Every entry below is to be retyped exactly as it appears.
┌─ Extracted information
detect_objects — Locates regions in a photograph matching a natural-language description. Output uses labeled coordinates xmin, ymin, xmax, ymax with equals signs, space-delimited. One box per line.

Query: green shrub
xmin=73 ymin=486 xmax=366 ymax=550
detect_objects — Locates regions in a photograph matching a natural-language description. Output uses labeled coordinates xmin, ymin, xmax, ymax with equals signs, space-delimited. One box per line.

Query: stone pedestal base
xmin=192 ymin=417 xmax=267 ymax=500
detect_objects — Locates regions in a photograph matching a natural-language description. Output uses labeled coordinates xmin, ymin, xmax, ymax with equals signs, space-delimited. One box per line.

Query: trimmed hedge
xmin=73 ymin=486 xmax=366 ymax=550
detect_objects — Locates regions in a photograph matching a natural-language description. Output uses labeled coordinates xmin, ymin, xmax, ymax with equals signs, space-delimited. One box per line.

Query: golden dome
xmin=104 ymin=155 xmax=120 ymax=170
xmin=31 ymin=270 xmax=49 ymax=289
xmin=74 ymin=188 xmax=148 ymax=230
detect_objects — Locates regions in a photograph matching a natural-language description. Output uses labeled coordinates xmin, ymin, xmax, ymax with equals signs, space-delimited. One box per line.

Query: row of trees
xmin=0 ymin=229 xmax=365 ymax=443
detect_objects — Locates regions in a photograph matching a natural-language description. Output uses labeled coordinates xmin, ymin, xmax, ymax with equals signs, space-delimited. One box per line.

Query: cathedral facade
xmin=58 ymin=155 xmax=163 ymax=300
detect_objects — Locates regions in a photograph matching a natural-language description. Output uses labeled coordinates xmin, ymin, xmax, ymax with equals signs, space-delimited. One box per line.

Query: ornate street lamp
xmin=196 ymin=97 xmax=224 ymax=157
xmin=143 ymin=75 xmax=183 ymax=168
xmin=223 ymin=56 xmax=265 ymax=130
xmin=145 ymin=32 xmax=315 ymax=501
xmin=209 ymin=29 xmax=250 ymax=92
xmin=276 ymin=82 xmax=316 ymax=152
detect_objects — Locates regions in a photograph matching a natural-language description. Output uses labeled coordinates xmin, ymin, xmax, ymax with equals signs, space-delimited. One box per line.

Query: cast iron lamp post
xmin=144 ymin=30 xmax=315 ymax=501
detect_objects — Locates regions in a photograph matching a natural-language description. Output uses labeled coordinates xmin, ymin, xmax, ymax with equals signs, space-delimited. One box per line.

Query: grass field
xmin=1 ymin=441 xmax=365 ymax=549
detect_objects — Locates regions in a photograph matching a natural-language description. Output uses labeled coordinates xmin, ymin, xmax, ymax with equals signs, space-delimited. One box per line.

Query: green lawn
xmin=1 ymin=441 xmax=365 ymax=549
└─
• **Answer to this exercise**:
detect_objects — Locates regions in a photograph matching a natural-language description. Output uses labeled coordinates xmin, ymin, xmax, ymax with equals signs, space-delimited. One box per line.

Query: green shrub
xmin=73 ymin=486 xmax=366 ymax=550
detect_objects — Locates regions in a photograph matching a natural-language description. Output uses labeled coordinates xmin, ymin, xmax, ymax with equals signs, space-delimited. One box per line.

Query: stone pedestal base
xmin=192 ymin=417 xmax=267 ymax=500
detect_objects — Locates regions in a photograph matching a natural-language description. Output uses labeled coordinates xmin, ymin, xmax, ymax with equals signs, space-delimited. One box per line.

Query: trimmed hedge
xmin=73 ymin=486 xmax=366 ymax=550
detect_objects — Locates regions in a photograph matching a natural-language description. Output uses labeled coordinates xmin, ymin, xmax, ymax with equals signs, space-delimited. One box per line.

Query: golden dome
xmin=104 ymin=155 xmax=120 ymax=170
xmin=31 ymin=270 xmax=49 ymax=289
xmin=74 ymin=188 xmax=148 ymax=230
detect_objects — Locates regions in a photograph matching a natural-language description. Output uses labeled coordinates xmin, ymin, xmax, ymax with equals signs, space-delimited. One box per line.

Query: row of trees
xmin=0 ymin=229 xmax=365 ymax=443
detect_objects — Locates regions in a photograph matching a natural-language description. Output uses labeled coordinates xmin, ymin, xmax, ymax with equals signs, space-delimited. One box per line.

Query: cathedral facade
xmin=58 ymin=155 xmax=163 ymax=300
detect_objects — Locates regions in a photograph matching a natural-language description. Output uses labeled coordinates xmin, ymin, xmax, ymax with equals signs, space-delimited. One box per line.

Query: ornate street lamp
xmin=196 ymin=97 xmax=224 ymax=157
xmin=143 ymin=75 xmax=183 ymax=168
xmin=223 ymin=56 xmax=265 ymax=130
xmin=145 ymin=32 xmax=315 ymax=501
xmin=209 ymin=29 xmax=250 ymax=92
xmin=276 ymin=82 xmax=316 ymax=152
detect_objects — Locates regions in a photograph matching a natural-language description. Output uses labeled coordinates xmin, ymin, xmax, ymax with equals signs, space-delimited. One box per line.

Query: cast iron lamp post
xmin=144 ymin=30 xmax=315 ymax=501
detect_objects — Locates regions in a photograph matching a natural-language description. Output uses labeled coordinates xmin, ymin, xmax, ymax with equals signs, space-delimited. One box per line.

Query: grass field
xmin=1 ymin=441 xmax=365 ymax=549
detect_objects — Locates regions in a photograph matching a natural-language description. Output uses labeled coordinates xmin, ymin, xmax, ymax with equals signs, space-delimited. One box per line.

Query: green lawn
xmin=1 ymin=441 xmax=365 ymax=549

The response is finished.